## GIVEN REQUEST:
Extract every line of the entries below that contains the string "chrome". Matching is case-sensitive.

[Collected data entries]
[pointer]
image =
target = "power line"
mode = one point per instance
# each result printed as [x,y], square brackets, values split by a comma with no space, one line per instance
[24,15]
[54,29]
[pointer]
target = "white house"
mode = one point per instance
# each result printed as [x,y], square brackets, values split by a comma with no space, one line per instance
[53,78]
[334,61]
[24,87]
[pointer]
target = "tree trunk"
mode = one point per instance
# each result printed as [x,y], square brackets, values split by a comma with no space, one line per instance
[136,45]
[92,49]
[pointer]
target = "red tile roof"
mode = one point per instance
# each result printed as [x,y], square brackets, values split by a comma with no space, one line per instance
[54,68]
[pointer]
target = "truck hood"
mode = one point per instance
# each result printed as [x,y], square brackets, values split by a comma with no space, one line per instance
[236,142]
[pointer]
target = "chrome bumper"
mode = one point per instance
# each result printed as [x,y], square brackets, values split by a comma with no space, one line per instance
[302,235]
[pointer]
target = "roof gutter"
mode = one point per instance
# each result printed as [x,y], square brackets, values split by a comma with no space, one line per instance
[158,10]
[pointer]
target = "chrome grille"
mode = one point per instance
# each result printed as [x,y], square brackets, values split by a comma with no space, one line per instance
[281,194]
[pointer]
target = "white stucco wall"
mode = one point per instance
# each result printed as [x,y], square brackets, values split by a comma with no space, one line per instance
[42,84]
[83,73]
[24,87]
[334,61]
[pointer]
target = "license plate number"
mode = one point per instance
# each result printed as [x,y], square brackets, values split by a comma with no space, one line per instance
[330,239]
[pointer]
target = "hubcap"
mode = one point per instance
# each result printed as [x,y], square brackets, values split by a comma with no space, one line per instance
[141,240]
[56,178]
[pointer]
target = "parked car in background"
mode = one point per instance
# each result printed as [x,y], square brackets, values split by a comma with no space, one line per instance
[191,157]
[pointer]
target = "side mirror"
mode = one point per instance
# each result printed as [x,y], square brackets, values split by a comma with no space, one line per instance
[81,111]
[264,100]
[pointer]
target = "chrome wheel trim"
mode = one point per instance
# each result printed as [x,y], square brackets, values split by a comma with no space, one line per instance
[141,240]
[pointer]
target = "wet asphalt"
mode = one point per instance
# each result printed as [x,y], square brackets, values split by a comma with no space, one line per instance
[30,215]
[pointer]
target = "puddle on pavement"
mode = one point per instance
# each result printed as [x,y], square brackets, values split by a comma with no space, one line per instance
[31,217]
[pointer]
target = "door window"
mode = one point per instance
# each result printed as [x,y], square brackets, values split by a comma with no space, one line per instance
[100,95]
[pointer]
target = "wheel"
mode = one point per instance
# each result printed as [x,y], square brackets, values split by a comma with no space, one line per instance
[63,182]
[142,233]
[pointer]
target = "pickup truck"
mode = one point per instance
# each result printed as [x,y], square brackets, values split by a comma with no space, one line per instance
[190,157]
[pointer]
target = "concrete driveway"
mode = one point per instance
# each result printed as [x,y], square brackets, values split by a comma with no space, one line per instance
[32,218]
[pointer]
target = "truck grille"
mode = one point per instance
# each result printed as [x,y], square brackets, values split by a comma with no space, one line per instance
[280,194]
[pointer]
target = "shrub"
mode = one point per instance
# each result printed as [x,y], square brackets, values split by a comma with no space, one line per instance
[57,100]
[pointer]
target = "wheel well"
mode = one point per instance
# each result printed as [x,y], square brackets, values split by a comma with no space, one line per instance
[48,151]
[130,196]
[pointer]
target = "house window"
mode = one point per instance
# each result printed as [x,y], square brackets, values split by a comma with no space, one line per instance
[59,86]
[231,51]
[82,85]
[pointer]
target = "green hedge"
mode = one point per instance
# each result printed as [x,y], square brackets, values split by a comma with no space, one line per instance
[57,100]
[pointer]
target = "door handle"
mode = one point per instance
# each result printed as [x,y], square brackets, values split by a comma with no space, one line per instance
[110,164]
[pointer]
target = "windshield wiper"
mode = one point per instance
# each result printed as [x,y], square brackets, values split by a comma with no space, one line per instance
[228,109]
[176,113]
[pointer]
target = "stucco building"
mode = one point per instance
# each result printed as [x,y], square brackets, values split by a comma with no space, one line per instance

## ANSWER BELOW:
target = "chrome bumper"
target = "chrome grille"
target = "chrome wheel trim"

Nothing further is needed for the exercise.